TASK DESCRIPTION:
Write out each line from the data below that includes the word "horizontal".

─── SUPPLIED ENTRIES

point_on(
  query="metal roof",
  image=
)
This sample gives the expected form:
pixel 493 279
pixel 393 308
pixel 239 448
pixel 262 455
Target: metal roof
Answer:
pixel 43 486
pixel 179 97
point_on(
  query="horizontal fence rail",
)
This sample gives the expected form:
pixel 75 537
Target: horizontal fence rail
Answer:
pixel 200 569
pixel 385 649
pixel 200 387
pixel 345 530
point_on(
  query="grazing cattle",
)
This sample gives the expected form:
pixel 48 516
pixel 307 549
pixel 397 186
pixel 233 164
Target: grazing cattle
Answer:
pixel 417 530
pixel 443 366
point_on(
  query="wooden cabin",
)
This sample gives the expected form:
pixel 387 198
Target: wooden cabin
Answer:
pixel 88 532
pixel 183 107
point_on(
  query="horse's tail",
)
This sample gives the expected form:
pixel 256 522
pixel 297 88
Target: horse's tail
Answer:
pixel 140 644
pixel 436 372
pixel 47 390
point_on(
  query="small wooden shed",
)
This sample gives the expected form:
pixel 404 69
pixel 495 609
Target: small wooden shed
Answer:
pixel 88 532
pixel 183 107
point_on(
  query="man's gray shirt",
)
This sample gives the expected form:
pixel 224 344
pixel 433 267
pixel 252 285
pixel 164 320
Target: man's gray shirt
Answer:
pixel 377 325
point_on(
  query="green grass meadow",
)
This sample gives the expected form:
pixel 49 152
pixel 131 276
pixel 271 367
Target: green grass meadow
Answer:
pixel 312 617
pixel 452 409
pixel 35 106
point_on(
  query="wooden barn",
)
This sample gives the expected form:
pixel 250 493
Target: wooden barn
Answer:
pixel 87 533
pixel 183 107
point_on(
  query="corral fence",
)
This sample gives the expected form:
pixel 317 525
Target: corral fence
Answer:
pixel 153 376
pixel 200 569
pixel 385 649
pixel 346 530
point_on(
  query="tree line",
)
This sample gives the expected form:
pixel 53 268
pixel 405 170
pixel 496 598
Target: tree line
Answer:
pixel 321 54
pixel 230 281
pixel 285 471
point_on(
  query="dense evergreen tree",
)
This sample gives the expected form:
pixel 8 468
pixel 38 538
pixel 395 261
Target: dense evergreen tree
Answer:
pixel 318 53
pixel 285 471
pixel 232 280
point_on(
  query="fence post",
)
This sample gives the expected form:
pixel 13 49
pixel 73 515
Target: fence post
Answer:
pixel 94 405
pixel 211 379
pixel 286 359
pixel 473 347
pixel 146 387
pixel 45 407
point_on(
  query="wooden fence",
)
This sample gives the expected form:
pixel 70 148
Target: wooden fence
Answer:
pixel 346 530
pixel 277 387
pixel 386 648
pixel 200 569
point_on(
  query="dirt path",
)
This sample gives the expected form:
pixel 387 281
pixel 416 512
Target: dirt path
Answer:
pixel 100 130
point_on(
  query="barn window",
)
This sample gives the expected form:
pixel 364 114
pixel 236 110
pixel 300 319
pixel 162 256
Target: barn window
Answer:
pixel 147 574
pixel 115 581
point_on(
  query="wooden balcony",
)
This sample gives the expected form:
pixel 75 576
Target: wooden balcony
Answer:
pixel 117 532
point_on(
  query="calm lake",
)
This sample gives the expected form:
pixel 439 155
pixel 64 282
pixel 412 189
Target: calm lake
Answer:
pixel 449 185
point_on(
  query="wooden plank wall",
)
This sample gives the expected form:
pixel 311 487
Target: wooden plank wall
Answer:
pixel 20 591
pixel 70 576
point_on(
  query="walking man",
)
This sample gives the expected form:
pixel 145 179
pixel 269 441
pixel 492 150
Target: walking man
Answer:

──────

OUTPUT FOR THIS TASK:
  query="horizontal fence rail",
Target: horizontal fence rail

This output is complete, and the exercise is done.